Stored records:
+--

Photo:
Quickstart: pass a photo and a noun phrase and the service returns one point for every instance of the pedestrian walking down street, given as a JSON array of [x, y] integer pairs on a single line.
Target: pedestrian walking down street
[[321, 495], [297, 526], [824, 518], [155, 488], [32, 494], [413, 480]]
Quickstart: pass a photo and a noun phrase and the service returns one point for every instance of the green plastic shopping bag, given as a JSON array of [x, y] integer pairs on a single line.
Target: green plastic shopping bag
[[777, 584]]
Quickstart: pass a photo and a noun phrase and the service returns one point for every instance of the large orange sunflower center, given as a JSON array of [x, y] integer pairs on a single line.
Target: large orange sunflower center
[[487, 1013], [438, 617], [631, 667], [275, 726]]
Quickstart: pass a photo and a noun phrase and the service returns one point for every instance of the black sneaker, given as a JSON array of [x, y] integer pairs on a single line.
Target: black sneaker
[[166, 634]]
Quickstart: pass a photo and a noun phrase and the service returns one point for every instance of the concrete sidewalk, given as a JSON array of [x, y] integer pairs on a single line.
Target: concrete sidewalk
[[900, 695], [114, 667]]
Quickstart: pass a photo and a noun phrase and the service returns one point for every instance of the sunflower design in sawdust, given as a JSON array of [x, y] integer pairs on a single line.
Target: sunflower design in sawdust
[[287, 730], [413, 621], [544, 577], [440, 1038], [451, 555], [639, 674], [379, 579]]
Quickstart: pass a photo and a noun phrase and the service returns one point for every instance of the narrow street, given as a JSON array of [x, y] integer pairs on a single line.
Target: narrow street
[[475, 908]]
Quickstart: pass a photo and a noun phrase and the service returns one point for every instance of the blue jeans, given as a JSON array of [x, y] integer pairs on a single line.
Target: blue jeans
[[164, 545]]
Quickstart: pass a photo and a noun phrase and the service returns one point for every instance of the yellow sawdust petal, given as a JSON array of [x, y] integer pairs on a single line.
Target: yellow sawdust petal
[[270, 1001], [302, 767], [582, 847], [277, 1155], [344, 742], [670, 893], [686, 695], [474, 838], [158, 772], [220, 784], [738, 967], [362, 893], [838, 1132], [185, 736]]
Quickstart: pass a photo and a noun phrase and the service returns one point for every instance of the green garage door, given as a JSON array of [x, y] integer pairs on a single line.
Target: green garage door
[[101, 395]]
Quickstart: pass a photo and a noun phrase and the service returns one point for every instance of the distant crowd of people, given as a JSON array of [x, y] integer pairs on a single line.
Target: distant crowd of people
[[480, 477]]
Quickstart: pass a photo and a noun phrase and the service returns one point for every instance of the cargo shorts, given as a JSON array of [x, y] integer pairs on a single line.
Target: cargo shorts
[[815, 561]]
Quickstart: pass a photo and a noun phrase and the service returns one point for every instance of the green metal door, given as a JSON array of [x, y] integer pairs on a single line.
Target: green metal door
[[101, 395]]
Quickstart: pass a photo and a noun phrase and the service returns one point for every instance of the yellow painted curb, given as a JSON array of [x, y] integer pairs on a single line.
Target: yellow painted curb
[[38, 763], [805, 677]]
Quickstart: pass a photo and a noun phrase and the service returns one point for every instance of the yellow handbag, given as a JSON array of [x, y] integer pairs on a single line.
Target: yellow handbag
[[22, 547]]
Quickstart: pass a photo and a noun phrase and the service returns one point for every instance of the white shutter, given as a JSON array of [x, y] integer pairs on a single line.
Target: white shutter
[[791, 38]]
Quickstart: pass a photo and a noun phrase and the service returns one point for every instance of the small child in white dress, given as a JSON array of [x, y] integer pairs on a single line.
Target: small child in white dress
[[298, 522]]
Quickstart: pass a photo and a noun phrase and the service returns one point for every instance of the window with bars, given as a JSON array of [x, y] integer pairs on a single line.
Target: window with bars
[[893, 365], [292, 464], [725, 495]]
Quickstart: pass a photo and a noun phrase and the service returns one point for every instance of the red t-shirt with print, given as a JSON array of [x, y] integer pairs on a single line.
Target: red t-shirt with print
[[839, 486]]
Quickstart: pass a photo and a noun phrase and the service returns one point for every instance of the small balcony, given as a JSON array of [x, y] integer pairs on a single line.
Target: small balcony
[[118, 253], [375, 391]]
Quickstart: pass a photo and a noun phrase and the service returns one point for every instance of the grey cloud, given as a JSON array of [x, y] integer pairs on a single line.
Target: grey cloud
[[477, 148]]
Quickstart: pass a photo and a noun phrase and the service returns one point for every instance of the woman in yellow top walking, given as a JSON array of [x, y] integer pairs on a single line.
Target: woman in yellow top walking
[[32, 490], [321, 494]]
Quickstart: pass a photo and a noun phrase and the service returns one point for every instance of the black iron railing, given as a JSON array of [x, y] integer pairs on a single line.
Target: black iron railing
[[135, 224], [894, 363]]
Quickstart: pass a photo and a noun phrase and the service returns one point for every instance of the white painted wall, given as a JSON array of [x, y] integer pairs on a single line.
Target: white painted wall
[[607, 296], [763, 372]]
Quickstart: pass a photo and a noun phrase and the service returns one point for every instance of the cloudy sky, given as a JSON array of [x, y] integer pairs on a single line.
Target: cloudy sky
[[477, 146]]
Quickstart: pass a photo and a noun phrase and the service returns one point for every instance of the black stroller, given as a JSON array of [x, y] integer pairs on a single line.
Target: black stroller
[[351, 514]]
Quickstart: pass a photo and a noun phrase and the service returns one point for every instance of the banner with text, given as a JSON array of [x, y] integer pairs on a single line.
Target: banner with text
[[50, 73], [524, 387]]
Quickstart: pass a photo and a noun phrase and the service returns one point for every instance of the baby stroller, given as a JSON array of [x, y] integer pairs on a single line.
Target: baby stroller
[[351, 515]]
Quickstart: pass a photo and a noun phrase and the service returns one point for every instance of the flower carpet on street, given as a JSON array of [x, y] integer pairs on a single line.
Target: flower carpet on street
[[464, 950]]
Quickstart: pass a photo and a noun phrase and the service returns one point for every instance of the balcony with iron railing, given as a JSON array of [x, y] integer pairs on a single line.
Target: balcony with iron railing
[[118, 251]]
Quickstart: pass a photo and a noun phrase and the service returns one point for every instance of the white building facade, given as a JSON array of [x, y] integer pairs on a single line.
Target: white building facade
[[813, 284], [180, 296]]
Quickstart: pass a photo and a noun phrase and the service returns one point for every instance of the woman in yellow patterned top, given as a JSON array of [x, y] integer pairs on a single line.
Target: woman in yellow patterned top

+--

STATED PROBLEM ::
Turn everything in the records from the line containing "black stroller, given" down to the line containing "[[50, 73], [524, 387]]" into a Markdown table with the columns Row and Line, one line per row and blank lines omitted.

SOLVED EXERCISE ::
| Row | Line |
|---|---|
| 1 | Quickstart: pass a photo and a noun phrase and the service returns one point for every instance of the black stroller, given as a JSON array of [x, y] integer pairs on a single line. |
| 2 | Target: black stroller |
| 3 | [[351, 514]] |
| 4 | Quickstart: pass a photo and a noun phrase and the service returns one point for every instance of the banner with text, given as a JSON array of [x, y] integer pairs on a single line. |
| 5 | Target: banner with text |
| 6 | [[50, 73], [524, 387]] |